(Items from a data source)
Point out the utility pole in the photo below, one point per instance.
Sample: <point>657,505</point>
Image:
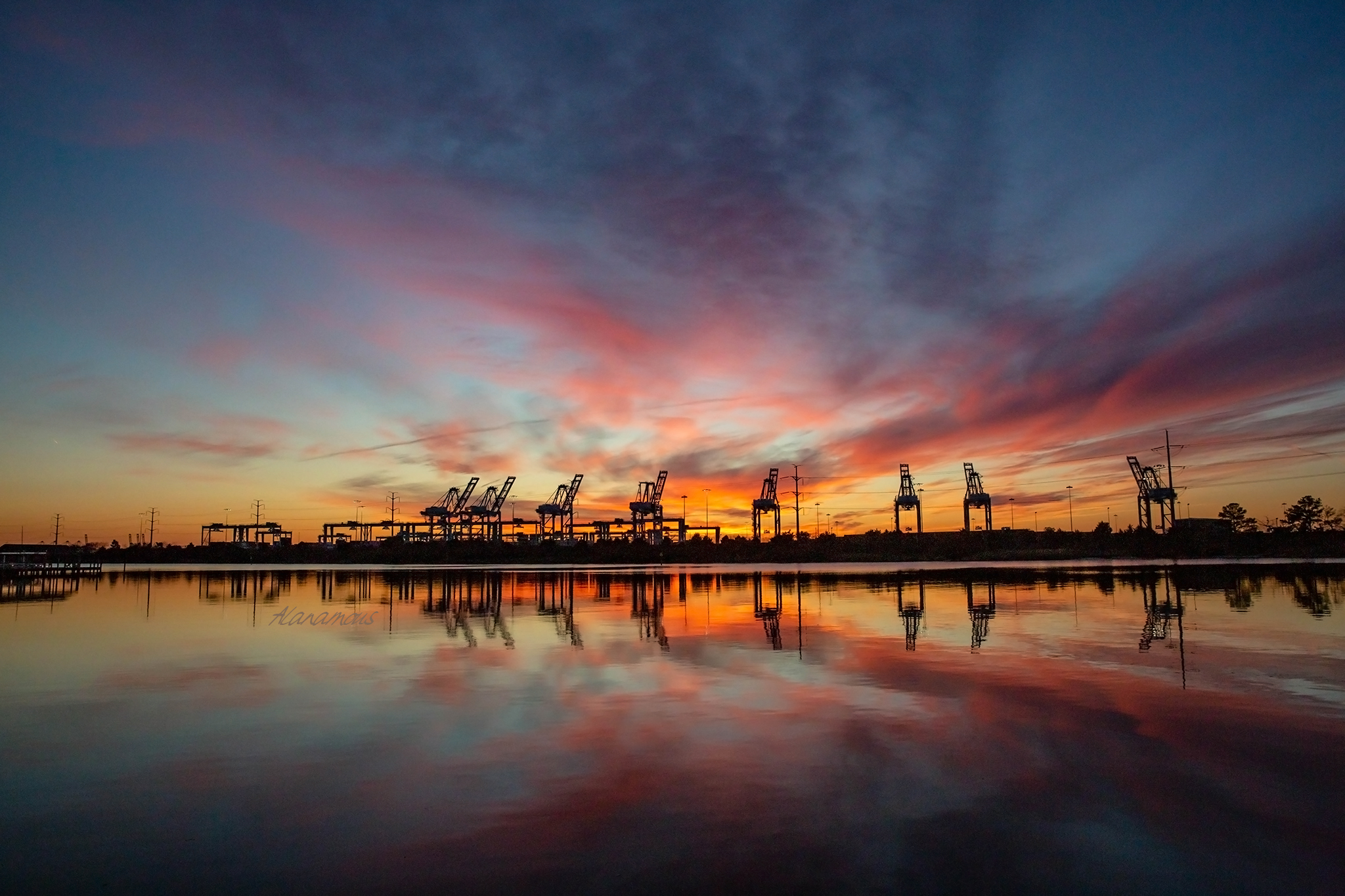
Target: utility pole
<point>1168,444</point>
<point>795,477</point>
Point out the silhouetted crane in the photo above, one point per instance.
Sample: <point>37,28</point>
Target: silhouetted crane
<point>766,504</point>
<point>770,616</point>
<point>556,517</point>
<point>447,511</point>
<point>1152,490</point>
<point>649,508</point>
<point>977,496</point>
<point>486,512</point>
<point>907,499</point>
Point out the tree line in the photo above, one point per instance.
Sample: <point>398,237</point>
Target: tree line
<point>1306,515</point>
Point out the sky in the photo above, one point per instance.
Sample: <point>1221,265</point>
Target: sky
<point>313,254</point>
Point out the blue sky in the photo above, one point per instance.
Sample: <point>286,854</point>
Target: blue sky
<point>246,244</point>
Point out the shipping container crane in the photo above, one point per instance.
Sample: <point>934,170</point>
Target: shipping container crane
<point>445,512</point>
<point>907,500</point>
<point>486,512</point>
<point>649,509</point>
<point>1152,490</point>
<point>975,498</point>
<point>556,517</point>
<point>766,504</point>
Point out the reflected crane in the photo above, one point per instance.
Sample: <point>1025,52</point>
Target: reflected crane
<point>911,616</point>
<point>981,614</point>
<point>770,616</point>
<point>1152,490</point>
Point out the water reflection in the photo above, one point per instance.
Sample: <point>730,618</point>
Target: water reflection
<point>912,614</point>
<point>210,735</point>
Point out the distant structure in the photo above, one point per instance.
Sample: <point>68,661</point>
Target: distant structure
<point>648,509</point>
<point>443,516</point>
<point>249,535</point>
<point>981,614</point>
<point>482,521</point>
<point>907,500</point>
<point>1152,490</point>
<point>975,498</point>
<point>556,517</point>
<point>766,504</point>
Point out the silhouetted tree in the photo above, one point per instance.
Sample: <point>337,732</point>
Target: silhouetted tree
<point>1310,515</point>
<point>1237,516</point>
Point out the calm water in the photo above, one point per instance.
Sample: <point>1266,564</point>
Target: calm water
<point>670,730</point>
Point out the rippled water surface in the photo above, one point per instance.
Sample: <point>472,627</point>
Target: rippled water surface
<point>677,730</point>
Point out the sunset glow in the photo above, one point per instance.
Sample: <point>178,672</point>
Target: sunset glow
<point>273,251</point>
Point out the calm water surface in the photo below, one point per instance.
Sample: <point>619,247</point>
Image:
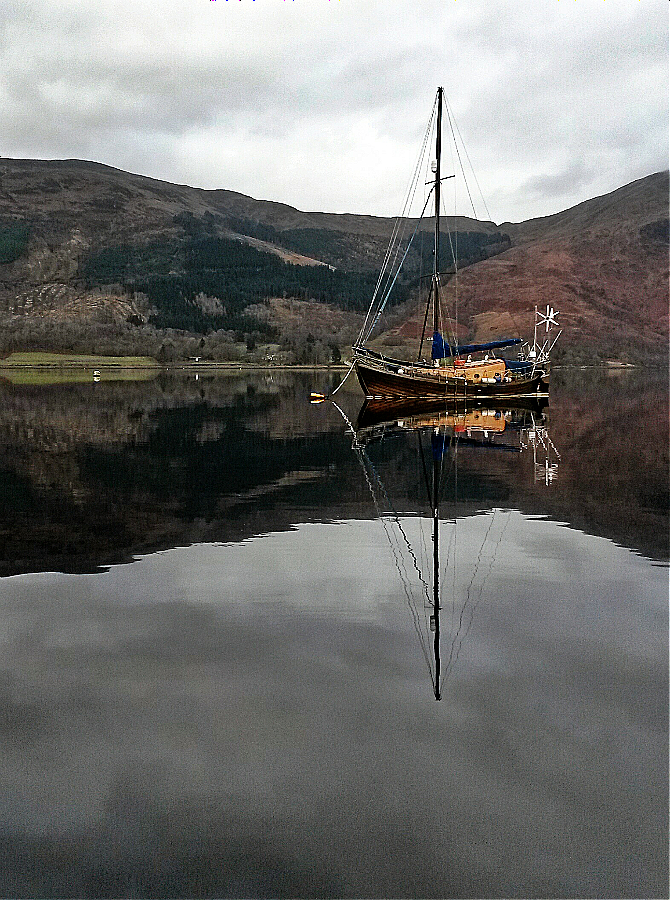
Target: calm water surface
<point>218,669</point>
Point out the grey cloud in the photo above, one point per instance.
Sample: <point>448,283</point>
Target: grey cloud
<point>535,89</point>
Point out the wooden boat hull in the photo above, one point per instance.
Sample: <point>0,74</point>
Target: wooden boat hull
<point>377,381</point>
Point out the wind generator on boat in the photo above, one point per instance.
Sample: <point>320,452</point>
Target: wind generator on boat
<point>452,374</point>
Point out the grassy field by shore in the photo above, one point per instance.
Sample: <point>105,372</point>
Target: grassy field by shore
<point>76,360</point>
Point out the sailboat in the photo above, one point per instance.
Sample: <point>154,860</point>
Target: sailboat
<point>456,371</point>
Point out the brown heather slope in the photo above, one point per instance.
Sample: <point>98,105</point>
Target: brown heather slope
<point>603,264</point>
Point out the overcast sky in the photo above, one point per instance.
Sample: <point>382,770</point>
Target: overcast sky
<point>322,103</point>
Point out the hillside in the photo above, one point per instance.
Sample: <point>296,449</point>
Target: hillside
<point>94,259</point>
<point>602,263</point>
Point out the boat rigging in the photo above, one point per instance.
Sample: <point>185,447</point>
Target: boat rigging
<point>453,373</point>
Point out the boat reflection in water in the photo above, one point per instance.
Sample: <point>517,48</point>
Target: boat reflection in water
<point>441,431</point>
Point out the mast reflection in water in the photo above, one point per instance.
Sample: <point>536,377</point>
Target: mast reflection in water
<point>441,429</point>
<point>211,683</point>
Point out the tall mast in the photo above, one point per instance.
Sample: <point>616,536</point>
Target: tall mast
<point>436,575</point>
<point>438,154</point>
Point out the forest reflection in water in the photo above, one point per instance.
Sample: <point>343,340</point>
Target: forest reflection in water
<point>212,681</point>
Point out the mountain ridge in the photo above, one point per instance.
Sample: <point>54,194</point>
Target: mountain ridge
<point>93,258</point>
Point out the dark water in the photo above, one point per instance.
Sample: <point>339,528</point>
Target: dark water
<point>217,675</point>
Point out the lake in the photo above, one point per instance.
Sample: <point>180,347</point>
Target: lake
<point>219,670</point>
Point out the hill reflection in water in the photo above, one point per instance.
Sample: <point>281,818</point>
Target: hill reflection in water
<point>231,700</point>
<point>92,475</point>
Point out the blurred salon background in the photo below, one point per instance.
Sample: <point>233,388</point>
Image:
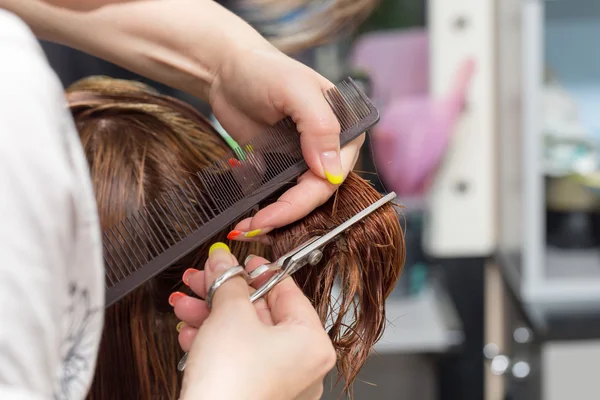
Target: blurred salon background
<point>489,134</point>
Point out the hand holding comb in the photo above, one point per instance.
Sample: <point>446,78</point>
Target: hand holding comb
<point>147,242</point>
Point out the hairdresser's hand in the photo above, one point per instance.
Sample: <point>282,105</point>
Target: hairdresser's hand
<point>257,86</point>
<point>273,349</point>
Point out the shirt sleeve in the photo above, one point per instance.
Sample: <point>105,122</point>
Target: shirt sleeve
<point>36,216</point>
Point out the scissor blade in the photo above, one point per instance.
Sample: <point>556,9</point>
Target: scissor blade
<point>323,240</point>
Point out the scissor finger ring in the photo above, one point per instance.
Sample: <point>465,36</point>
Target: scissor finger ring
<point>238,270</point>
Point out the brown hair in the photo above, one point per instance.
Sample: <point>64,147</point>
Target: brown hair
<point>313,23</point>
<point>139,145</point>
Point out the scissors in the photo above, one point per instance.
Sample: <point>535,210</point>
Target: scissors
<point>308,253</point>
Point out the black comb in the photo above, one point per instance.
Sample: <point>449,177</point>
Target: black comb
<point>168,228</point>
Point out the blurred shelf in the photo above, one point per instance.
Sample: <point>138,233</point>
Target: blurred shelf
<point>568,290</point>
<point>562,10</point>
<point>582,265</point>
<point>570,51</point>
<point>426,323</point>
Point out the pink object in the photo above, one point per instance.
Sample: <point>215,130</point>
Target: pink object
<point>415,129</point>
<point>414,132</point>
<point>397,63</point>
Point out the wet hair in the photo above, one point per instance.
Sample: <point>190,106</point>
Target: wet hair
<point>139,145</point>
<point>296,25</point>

...

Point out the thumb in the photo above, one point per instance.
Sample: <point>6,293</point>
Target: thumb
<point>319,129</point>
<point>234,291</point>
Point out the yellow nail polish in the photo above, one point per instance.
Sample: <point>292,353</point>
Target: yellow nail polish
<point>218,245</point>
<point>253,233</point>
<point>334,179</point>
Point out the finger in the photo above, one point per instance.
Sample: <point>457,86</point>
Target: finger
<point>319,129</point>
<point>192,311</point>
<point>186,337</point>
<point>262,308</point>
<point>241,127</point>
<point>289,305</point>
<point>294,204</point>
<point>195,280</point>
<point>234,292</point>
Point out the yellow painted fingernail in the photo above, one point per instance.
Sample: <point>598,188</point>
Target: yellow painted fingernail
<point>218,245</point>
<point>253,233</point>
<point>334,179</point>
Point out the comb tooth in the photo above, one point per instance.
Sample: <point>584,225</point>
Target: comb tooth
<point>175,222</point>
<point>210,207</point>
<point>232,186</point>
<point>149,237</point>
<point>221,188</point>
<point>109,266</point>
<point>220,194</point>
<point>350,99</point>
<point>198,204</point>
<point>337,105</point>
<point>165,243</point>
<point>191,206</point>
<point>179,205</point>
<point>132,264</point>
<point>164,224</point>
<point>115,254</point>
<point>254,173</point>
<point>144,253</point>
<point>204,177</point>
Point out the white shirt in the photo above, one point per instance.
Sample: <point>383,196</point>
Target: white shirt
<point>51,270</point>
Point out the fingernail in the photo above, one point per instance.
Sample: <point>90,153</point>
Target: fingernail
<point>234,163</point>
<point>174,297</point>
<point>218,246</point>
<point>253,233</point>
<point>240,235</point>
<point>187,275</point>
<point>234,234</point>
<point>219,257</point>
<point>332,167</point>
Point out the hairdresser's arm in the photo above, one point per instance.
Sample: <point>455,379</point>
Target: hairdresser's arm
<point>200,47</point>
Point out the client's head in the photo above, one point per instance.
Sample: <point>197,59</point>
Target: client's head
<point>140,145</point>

▸ Task statement: Lines holding "below" in the data above: copy each of them.

▸ Answer to this exercise:
Point out the utility pole in the photo below, one point per instance.
Point out the calm water surface in the photo below, one point per instance.
Point out the blurred salon background in the photo below, one point per instance.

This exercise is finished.